▶ GIVEN TEXT
----------------------------------------
In first of its kind, a study finds that salty food diminishes thirst and increases hunger, due to a higher need for energy.
The results, published in the journal of Clinical Investigation, showed something different: salt stayed in the urine, while water moved back into the kidney and body.
“It’s not solely a waste product, as has been assumed,” said one of the researcher Friedrich C. Luft from Delbrück Center for Molecular Medicine in Germany.
“Instead, it turns out to be a very important osmolyte – a compound that binds to water and helps transport it. Its function is to keep water in when our bodies get rid of salt. Nature has apparently found a way to conserve water that would otherwise be carried away into the urine by salt,” Luft added.
The team carried out a simulated mission to Mars and an international group of scientists found exactly the opposite to be true, where “Cosmonauts” who ate more salt retained more water, weren’t as thirsty, and needed more energy.
----------------------------------------
▶ DATA FOR ANALYSIS

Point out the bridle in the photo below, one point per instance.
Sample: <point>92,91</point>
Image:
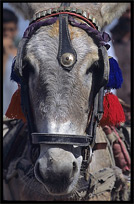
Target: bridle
<point>67,57</point>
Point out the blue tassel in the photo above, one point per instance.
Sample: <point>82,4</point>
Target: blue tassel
<point>13,75</point>
<point>115,75</point>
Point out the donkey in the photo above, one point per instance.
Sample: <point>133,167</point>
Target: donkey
<point>65,67</point>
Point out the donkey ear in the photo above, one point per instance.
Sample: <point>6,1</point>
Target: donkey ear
<point>110,11</point>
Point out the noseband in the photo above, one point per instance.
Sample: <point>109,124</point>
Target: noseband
<point>67,57</point>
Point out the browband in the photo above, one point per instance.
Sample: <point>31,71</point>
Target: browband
<point>88,18</point>
<point>45,138</point>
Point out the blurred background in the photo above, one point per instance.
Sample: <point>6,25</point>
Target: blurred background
<point>14,26</point>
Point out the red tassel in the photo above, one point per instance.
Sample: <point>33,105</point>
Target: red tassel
<point>14,110</point>
<point>113,111</point>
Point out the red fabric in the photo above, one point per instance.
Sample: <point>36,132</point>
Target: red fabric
<point>14,110</point>
<point>113,111</point>
<point>121,154</point>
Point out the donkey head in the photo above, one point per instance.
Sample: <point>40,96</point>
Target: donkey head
<point>61,99</point>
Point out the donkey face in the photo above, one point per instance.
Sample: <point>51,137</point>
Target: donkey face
<point>61,100</point>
----------------------------------------
▶ WHAT YOU NEED TO DO
Please write what comes next in the text about salty food, thirst and hunger, picking up after its final sentence. The records have nothing to do with the text about salt and thirst.

▶ RESPONSE FOR THIS EXERCISE
They divided participants in two groups of 10 male volunteers sealed into a mock spaceship for two simulated flights to Mars and were examined for 105 days. The second group was sent for over 205 days.
Both the groups had identical diets and later they were given three different levels of salt in their food. The results confirmed that eating more salt led to a higher salt content in urine – no surprise there. Nor was there any surprise in a correlation between amounts of salt and overall quantity of urine.
The findings suggest that the increase was not due to more drinking – in fact, a salty diet caused the participants to drink less. Salt was triggering a mechanism to conserve water in the kidneys.